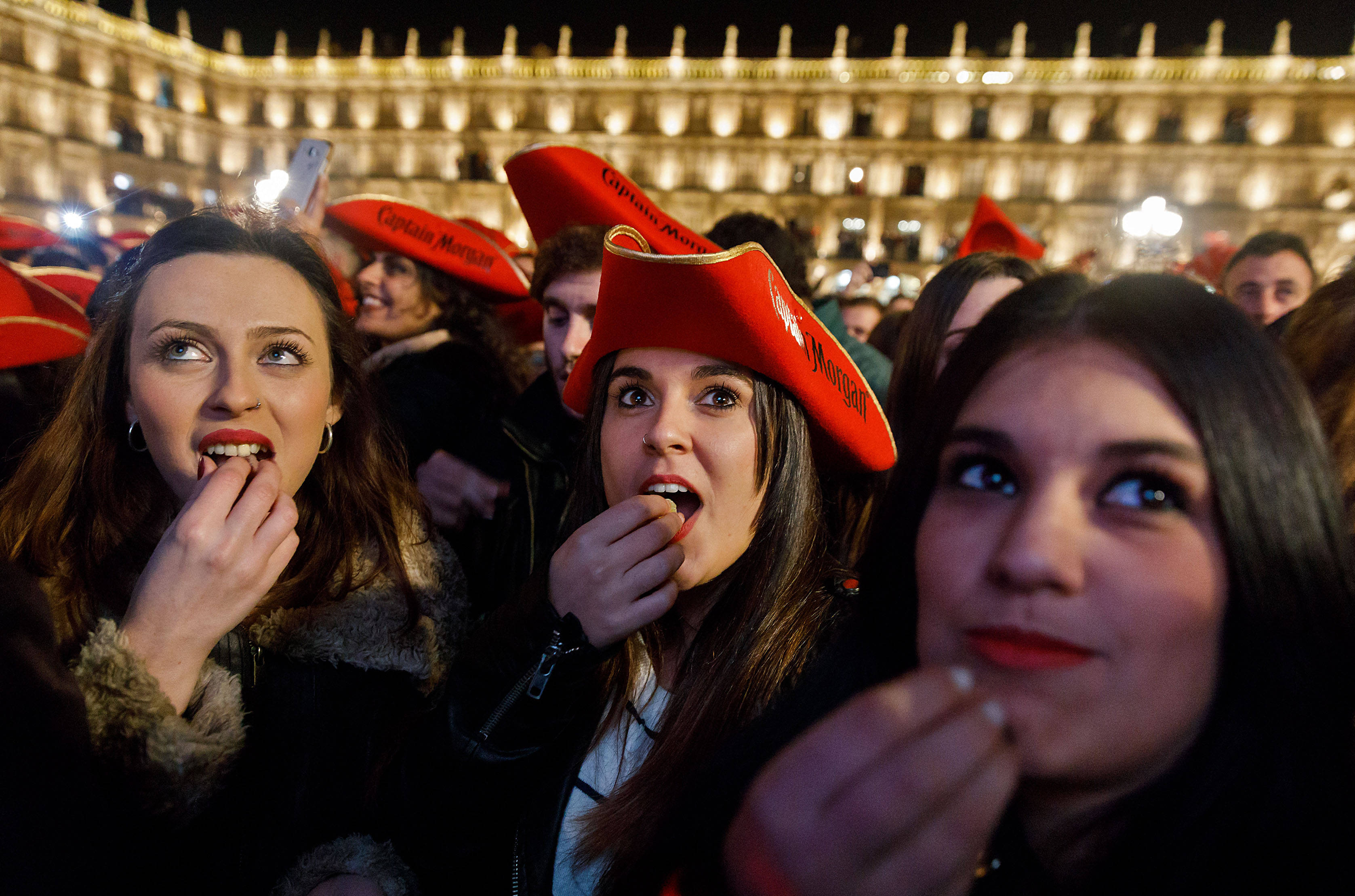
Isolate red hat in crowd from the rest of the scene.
[24,268,102,308]
[955,196,1045,261]
[0,215,61,250]
[106,230,150,252]
[325,195,528,302]
[0,262,89,369]
[564,226,896,470]
[504,143,721,254]
[452,218,522,258]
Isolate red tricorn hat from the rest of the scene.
[955,196,1045,261]
[325,195,528,302]
[504,143,721,254]
[0,215,61,250]
[564,226,896,470]
[24,268,100,308]
[0,262,89,369]
[452,218,522,258]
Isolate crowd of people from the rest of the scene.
[0,146,1355,896]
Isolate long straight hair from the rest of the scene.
[885,252,1035,440]
[0,208,423,655]
[862,275,1355,893]
[565,355,835,893]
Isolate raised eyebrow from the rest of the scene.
[146,321,217,338]
[691,364,753,386]
[246,326,314,342]
[607,367,653,383]
[946,426,1016,452]
[1100,439,1205,466]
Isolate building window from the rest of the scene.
[969,105,988,139]
[903,165,927,196]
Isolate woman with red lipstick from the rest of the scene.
[382,227,894,896]
[679,276,1355,896]
[0,210,465,893]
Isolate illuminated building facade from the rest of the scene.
[0,0,1355,281]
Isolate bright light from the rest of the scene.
[255,168,287,206]
[1119,208,1153,237]
[1119,196,1183,239]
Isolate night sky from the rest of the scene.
[103,0,1355,57]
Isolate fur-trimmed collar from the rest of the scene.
[249,533,466,693]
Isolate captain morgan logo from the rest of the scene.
[767,271,805,348]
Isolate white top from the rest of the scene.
[551,663,669,896]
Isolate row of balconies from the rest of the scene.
[8,59,1355,149]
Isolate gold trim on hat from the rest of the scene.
[602,225,898,463]
[4,261,85,319]
[325,193,531,291]
[0,315,89,342]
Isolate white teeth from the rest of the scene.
[202,443,263,457]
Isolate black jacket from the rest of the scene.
[448,374,583,616]
[390,582,889,896]
[372,338,513,472]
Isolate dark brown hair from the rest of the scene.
[565,355,835,893]
[531,225,607,302]
[862,275,1355,893]
[885,252,1035,447]
[409,258,528,406]
[0,208,423,655]
[1283,273,1355,513]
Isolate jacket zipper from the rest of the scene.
[476,628,565,743]
[512,824,522,896]
[476,669,537,743]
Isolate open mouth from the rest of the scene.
[640,475,702,541]
[198,429,274,468]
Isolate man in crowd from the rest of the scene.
[1221,230,1317,326]
[419,226,607,612]
[837,295,885,342]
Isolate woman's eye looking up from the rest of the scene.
[957,462,1016,495]
[1105,476,1180,510]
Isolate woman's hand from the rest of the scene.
[550,495,683,647]
[724,669,1016,896]
[122,457,298,713]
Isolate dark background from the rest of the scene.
[103,0,1355,57]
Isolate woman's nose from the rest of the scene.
[642,402,691,455]
[988,482,1091,597]
[209,361,263,417]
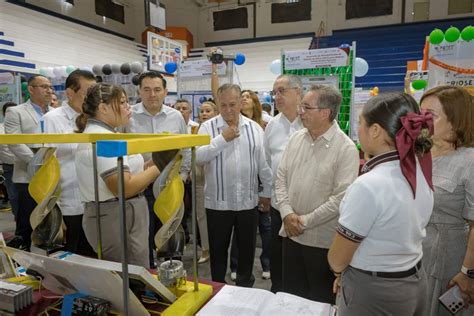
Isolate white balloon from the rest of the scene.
[46,67,56,78]
[354,57,369,77]
[270,59,281,75]
[61,66,67,77]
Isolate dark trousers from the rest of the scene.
[15,183,37,251]
[283,238,335,304]
[230,211,272,272]
[63,214,97,257]
[206,208,258,287]
[270,207,283,293]
[145,185,163,268]
[2,164,18,221]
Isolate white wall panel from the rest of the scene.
[196,37,311,91]
[0,0,145,68]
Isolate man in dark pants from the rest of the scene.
[265,75,303,293]
[196,84,272,287]
[4,75,53,250]
[275,85,359,304]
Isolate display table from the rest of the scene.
[16,279,225,316]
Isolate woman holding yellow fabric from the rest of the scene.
[76,83,160,268]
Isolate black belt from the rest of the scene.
[96,193,143,203]
[352,260,421,279]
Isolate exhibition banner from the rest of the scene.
[285,48,349,70]
[428,41,474,95]
[179,59,227,78]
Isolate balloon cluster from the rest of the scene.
[92,61,143,76]
[39,65,76,78]
[429,25,474,45]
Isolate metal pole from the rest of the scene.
[191,147,199,292]
[92,143,102,260]
[117,157,129,315]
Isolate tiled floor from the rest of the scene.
[0,211,271,290]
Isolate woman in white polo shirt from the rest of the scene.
[328,93,433,316]
[76,83,160,268]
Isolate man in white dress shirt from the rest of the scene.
[43,69,96,256]
[275,85,359,304]
[265,75,303,293]
[4,75,53,250]
[196,84,272,287]
[174,99,199,134]
[127,71,191,268]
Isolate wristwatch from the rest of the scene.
[461,266,474,279]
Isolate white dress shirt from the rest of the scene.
[196,115,272,211]
[130,102,191,179]
[0,123,15,165]
[187,120,199,134]
[75,119,144,202]
[265,113,303,209]
[338,160,433,272]
[275,121,360,249]
[43,102,84,216]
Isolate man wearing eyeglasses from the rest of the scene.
[275,85,359,304]
[4,75,53,250]
[127,71,191,268]
[265,75,303,293]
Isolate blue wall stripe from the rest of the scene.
[0,48,25,58]
[0,39,15,46]
[0,59,36,69]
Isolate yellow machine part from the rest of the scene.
[28,155,60,204]
[153,174,184,224]
[161,281,212,316]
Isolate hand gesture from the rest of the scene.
[283,213,303,237]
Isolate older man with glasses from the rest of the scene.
[275,86,359,304]
[265,75,303,293]
[4,75,53,250]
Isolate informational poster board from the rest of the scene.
[281,42,356,138]
[428,40,474,95]
[147,32,183,72]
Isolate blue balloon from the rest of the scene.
[234,53,245,66]
[165,61,178,74]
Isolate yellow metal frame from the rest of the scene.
[0,133,212,316]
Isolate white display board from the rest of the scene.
[147,32,185,72]
[428,40,474,95]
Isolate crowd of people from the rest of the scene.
[0,68,474,315]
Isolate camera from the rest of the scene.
[207,47,224,64]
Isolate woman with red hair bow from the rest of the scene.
[328,93,433,316]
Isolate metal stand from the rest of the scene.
[191,147,199,292]
[117,156,129,315]
[92,143,102,260]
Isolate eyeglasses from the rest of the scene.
[298,105,324,113]
[31,84,54,91]
[270,87,298,98]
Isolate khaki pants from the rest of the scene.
[336,266,427,316]
[82,196,150,268]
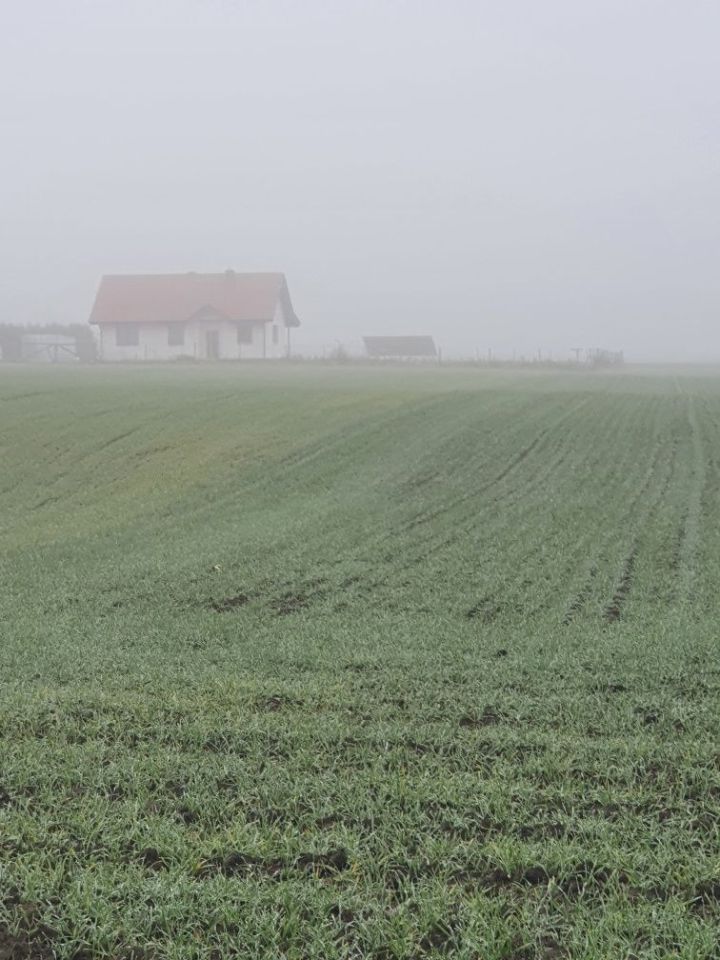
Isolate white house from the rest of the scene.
[90,270,300,361]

▶ _Requirements_
Render all of the items above as a two-column Markdown table, Row and Line, with one numbered row per non-blank line. Omit the pictures.

▶ _Result for this exercise_
| Row | Line |
|---|---|
| 1 | Isolate red hat in crowd from the rest of the scene. |
| 2 | [24,268,102,308] |
| 3 | [955,196,1045,261] |
| 4 | [0,215,61,250] |
| 5 | [106,230,150,252] |
| 6 | [325,195,528,302] |
| 7 | [0,262,89,369] |
| 8 | [564,226,896,470] |
| 9 | [504,143,721,254] |
| 10 | [452,218,522,258] |
| 11 | Isolate red tricorn hat from the rest of the scene. |
| 12 | [955,196,1045,261] |
| 13 | [325,195,528,302] |
| 14 | [504,143,721,254] |
| 15 | [0,215,61,250] |
| 16 | [564,226,896,470] |
| 17 | [24,268,100,308] |
| 18 | [0,262,89,369] |
| 19 | [452,218,522,258] |
| 20 | Isolate crowd of people from the rest of the scene. |
| 21 | [0,146,1355,896] |
| 22 | Isolate long straight hair from the rest of the scene. |
| 23 | [885,252,1035,440] |
| 24 | [0,208,423,655] |
| 25 | [862,275,1355,893] |
| 26 | [565,355,835,893] |
| 27 | Isolate raised eyebrow from the rest of the scene. |
| 28 | [146,321,217,338] |
| 29 | [691,364,753,386] |
| 30 | [246,326,314,342] |
| 31 | [607,367,653,383] |
| 32 | [946,426,1016,452] |
| 33 | [1100,439,1205,466] |
| 34 | Isolate building window from the rest of the scene. |
| 35 | [969,105,988,139] |
| 36 | [903,165,927,196] |
| 37 | Isolate woman with red lipstick from the rest of the scene. |
| 38 | [382,227,894,896] |
| 39 | [679,276,1355,896] |
| 40 | [0,210,465,893] |
| 41 | Isolate illuminated building facade from the rest of the scene. |
| 42 | [0,0,1355,281] |
| 43 | Isolate bright light from the rest of the scene. |
| 44 | [255,168,287,206] |
| 45 | [1119,208,1153,237] |
| 46 | [1119,196,1183,239] |
| 47 | Isolate night sky from the rest of the scene. |
| 48 | [103,0,1355,57] |
| 49 | Isolate fur-trimmed collar from the rest of the scene. |
| 50 | [249,533,466,693] |
| 51 | Isolate captain morgan logo from the rest of the scene. |
| 52 | [767,271,805,348] |
| 53 | Isolate white top from the rest of the scene. |
| 54 | [551,663,669,896] |
| 55 | Isolate row of balconies from the rest of the scene. |
| 56 | [8,59,1355,149] |
| 57 | Isolate gold trim on hat from the rest of the scene. |
| 58 | [602,225,898,463] |
| 59 | [4,261,85,319] |
| 60 | [325,193,531,291] |
| 61 | [0,315,89,342] |
| 62 | Isolate white teeth from the rest of the scene. |
| 63 | [202,443,263,457] |
| 64 | Isolate black jacket from the rest of the scene. |
| 65 | [448,374,583,616] |
| 66 | [390,582,889,896] |
| 67 | [372,338,513,472] |
| 68 | Isolate dark brown hair from the rest of the scene. |
| 69 | [565,355,835,893] |
| 70 | [531,225,607,302] |
| 71 | [862,275,1355,893] |
| 72 | [885,252,1035,447] |
| 73 | [409,258,528,406] |
| 74 | [0,208,423,655] |
| 75 | [1283,273,1355,513] |
| 76 | Isolate jacket zipper from the rest of the scene. |
| 77 | [476,628,565,743] |
| 78 | [512,824,522,896] |
| 79 | [476,669,537,743] |
| 80 | Isolate open mouth from the rest of the scene. |
| 81 | [640,475,702,541] |
| 82 | [198,429,274,468] |
| 83 | Isolate man in crowd from the rest of the scene. |
| 84 | [1221,230,1317,326] |
| 85 | [419,226,607,612] |
| 86 | [837,295,885,342] |
| 87 | Isolate woman's eye looking up from the rest of the scene. |
| 88 | [957,462,1016,495] |
| 89 | [1105,476,1180,510] |
| 90 | Isolate woman's hand from the rest of the scene. |
| 91 | [550,495,683,647] |
| 92 | [724,669,1016,896] |
| 93 | [122,457,298,713] |
| 94 | Isolate dark background from the rest of the scene. |
| 95 | [103,0,1355,57] |
| 96 | Isolate woman's nose from the rest of the scene. |
| 97 | [642,402,691,455] |
| 98 | [988,482,1091,597] |
| 99 | [209,361,263,417] |
| 100 | Isolate white balloon from the rest of the scene. |
| 101 | [46,67,56,78] |
| 102 | [354,57,369,77] |
| 103 | [270,59,281,75] |
| 104 | [61,66,67,77] |
| 105 | Isolate dark trousers from the rest of the scene. |
| 106 | [15,183,37,251] |
| 107 | [283,238,335,304] |
| 108 | [230,211,272,272] |
| 109 | [63,214,97,257] |
| 110 | [206,208,258,287] |
| 111 | [270,207,283,293] |
| 112 | [145,185,163,268] |
| 113 | [2,164,18,221] |
| 114 | Isolate white wall panel from the rest of the scene. |
| 115 | [196,37,311,91] |
| 116 | [0,0,145,68] |
| 117 | Isolate man in dark pants from the rest of the scene. |
| 118 | [265,75,303,293] |
| 119 | [196,84,272,287] |
| 120 | [4,75,53,250] |
| 121 | [275,85,359,304] |
| 122 | Isolate display table from the rest of the scene. |
| 123 | [16,279,225,316] |
| 124 | Isolate woman holding yellow fabric from the rest of the scene. |
| 125 | [76,83,160,268] |
| 126 | Isolate black belt from the rest of the scene. |
| 127 | [96,193,143,203] |
| 128 | [352,260,421,279] |
| 129 | Isolate exhibition banner from the rest of the scene. |
| 130 | [285,48,349,70] |
| 131 | [428,41,474,95] |
| 132 | [179,59,227,78] |
| 133 | Isolate balloon cluster from the rest of the scene. |
| 134 | [92,61,143,76] |
| 135 | [39,65,76,78] |
| 136 | [429,25,474,45] |
| 137 | Isolate metal pole from the rest of the scene. |
| 138 | [191,147,199,292] |
| 139 | [92,143,102,260] |
| 140 | [117,157,129,315] |
| 141 | Isolate tiled floor from the rest of the scene. |
| 142 | [0,211,271,290] |
| 143 | Isolate woman in white polo shirt from the rest of the scene. |
| 144 | [328,93,433,316] |
| 145 | [76,83,160,268] |
| 146 | Isolate man in white dress shirt from the rest of the scene. |
| 147 | [43,69,96,256] |
| 148 | [275,85,359,304] |
| 149 | [265,75,303,293] |
| 150 | [4,75,53,250] |
| 151 | [196,84,272,287] |
| 152 | [174,99,199,134] |
| 153 | [127,71,191,268] |
| 154 | Isolate wristwatch from the rest of the scene. |
| 155 | [461,266,474,279] |
| 156 | Isolate white dress shirt from the rest of the scene. |
| 157 | [196,115,272,211] |
| 158 | [130,102,191,179] |
| 159 | [0,123,15,165] |
| 160 | [187,120,199,134] |
| 161 | [75,119,144,202] |
| 162 | [265,113,303,209] |
| 163 | [338,160,433,272] |
| 164 | [275,121,360,249] |
| 165 | [43,102,84,216] |
| 166 | Isolate man wearing eyeglasses from the rest of the scene. |
| 167 | [275,85,359,304] |
| 168 | [4,75,53,250] |
| 169 | [127,71,191,268] |
| 170 | [265,75,303,293] |
| 171 | Isolate blue wall stripe from the rest of the scene. |
| 172 | [0,48,25,58] |
| 173 | [0,39,15,46] |
| 174 | [0,59,36,69] |
| 175 | Isolate yellow machine part from the rest of the scene. |
| 176 | [28,155,60,204] |
| 177 | [153,174,184,224] |
| 178 | [161,281,212,316] |
| 179 | Isolate hand gesture from the rest of the scene. |
| 180 | [283,213,303,237] |
| 181 | Isolate older man with glasses from the rest of the scene. |
| 182 | [275,86,359,304] |
| 183 | [265,75,303,293] |
| 184 | [4,75,53,250] |
| 185 | Isolate informational poster board from the rest of the scene. |
| 186 | [281,42,356,138] |
| 187 | [428,40,474,95] |
| 188 | [147,32,183,72] |
| 189 | Isolate blue balloon from the rest of the scene. |
| 190 | [234,53,245,66] |
| 191 | [165,61,178,74] |
| 192 | Isolate yellow metal frame from the rest of the scene. |
| 193 | [0,133,212,316] |
| 194 | Isolate white display board from the rest of the scene. |
| 195 | [147,32,185,72] |
| 196 | [428,40,474,95] |
| 197 | Isolate crowd of people from the rest of the scene. |
| 198 | [0,68,474,315] |
| 199 | Isolate camera from the rest of the scene. |
| 200 | [207,47,224,64] |
| 201 | Isolate woman with red hair bow from the rest of the scene. |
| 202 | [328,93,433,316] |
| 203 | Isolate metal stand from the rest of the scene. |
| 204 | [191,147,199,292] |
| 205 | [117,156,129,315] |
| 206 | [92,143,102,260] |
| 207 | Isolate eyeglasses from the rest of the scene. |
| 208 | [298,105,324,113] |
| 209 | [31,84,54,91] |
| 210 | [270,87,298,98] |
| 211 | Isolate khaki pants from the rest of the scene. |
| 212 | [336,266,427,316] |
| 213 | [82,196,150,268] |
| 214 | Isolate white house from the rest of the scene. |
| 215 | [90,270,300,361] |